## Source extract
*** Block opens ***

As I complete this thesis I wonder how I will use these ideas and pedagogical approaches in my future work as an educator and creator; and as I complete the quilt I wonder about the living I have ahead of me. After confronting my own mortality when I faced cancer, I experienced a form of post-traumatic growth. I am grateful everyday for the wild unfolding of this beautiful life, and I feel the vitality in my healthy body in every cell. The unanticipated embodied media literacy curriculum that I underwent as I healed from cancer has helped me tune in to the meaning in my body, my environment, and my daily life.
Writing this thesis has been a personal, transformative and healing journey for me. The spark of inspiration for this work was first ignited during a very dark time in my life, and it illuminated a hopeful and meaningful path for me when I felt most lost. This path has led me back to my love of teaching, and to several critical ideas and creative processes that have always shaped my work and inquiry. Yet the journey has made these familiar interests and endeavors new to me. The transformative process of learning and healing has helped me to make and experience new connections between pedagogy, healing and creative resistance. I have become emboldened with a courageous vulnerability to follow my creative intuition and articulate a new vision of myself as an artist, teacher and healer — as well as a new holistic approach to the field of media literacy education.

*** Block closes ***

## Entries shown
*** Block opens ***

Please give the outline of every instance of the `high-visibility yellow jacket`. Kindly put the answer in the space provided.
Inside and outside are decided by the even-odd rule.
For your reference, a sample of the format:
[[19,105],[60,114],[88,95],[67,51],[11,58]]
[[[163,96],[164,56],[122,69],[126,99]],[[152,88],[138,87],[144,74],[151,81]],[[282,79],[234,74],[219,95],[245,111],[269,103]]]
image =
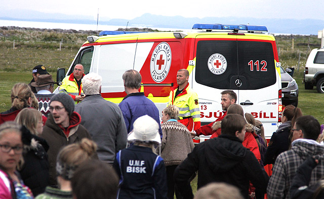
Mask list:
[[200,112],[199,109],[197,93],[189,87],[188,83],[182,92],[180,92],[175,99],[174,96],[178,89],[179,89],[178,85],[171,88],[168,106],[175,105],[178,107],[180,111],[179,119],[182,120],[191,117],[194,122],[195,126],[200,127]]
[[[84,74],[82,77],[83,77],[85,75]],[[59,92],[67,93],[71,96],[73,100],[75,101],[75,95],[79,95],[81,93],[83,93],[82,82],[79,88],[72,73],[69,76],[64,77],[62,80],[62,85],[60,86]],[[78,103],[78,101],[75,102],[75,104],[77,104]]]

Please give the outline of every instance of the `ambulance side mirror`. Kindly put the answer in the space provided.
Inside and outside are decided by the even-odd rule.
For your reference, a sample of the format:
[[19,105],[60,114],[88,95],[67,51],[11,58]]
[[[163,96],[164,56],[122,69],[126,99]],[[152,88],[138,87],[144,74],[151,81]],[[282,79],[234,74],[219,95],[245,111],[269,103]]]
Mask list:
[[58,69],[56,72],[56,81],[58,82],[58,85],[62,84],[62,81],[64,77],[65,77],[65,69],[63,68]]

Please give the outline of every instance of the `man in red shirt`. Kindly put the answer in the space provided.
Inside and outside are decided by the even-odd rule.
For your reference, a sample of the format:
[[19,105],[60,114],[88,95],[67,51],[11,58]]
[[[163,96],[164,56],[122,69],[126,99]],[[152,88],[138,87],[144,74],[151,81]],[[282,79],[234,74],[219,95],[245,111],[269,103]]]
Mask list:
[[[221,94],[222,94],[222,102],[221,102],[221,105],[222,105],[222,109],[223,110],[223,115],[222,117],[217,118],[217,119],[214,122],[213,122],[209,124],[202,126],[200,128],[195,129],[192,132],[190,132],[190,134],[191,134],[191,137],[192,137],[192,138],[194,138],[195,136],[199,136],[200,135],[211,135],[214,133],[217,133],[218,135],[220,134],[220,129],[216,131],[213,130],[212,129],[212,126],[215,122],[223,120],[223,118],[224,118],[224,117],[226,115],[226,112],[228,107],[231,105],[236,104],[236,100],[237,100],[236,93],[235,93],[233,90],[226,90],[221,92]],[[216,137],[217,137],[217,136],[216,136]]]

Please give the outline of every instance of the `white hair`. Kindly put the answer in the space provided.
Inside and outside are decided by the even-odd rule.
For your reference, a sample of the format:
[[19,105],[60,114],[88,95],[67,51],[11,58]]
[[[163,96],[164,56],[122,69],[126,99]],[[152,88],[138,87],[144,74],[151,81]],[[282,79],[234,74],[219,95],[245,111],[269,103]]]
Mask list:
[[102,78],[95,73],[89,73],[82,78],[83,91],[86,95],[100,93]]

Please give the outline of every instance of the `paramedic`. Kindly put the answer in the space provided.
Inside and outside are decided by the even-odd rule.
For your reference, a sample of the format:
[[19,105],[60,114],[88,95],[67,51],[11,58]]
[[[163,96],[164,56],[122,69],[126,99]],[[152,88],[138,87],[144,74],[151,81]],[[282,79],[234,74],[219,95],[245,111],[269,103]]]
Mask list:
[[62,85],[60,86],[60,92],[64,92],[68,94],[75,104],[82,101],[85,98],[82,89],[82,78],[85,75],[83,66],[81,64],[77,64],[74,66],[73,73],[68,76],[64,77],[62,81]]
[[[179,122],[191,131],[200,127],[200,112],[198,96],[189,86],[189,71],[180,69],[177,73],[178,85],[171,88],[168,106],[175,105],[179,108]],[[193,124],[194,124],[194,126]]]

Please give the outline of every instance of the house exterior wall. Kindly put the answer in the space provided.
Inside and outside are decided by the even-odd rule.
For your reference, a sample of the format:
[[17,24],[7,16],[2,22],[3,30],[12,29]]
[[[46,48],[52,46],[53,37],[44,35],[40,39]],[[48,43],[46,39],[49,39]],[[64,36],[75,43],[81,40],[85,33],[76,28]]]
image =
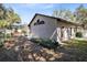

*** Block closes ***

## Explore the material
A. According to the thesis reflection, when was the spark of inspiration for the work first ignited?
B. Continue the thesis reflection on healing and media literacy education from its last sentence.

## Answers to the tasks
A. It was first ignited during a very dark time in the writer's life.

B.
Much like my quilt, I feel like I have been slowly piecing myself back together in the past few years. I have not recreated ‘the old pre-cancer’ person I used to be. Instead I have created something new: I have discovered and reconnected with who I am now as a result of — and benefiting from — the various curves in the road of my healing and learning journey.
Through the process of connecting the scattered and shattered parts of myself I have learned to see media literacy in a new light. In this thesis I hope to explore this new vision of a pedagogy of holistic media literacy education in the face of uncertain futures, accelerated change and the increasing influence of media in our daily lives — a pedagogy of play, transformation, courageous vulnerability, and hope.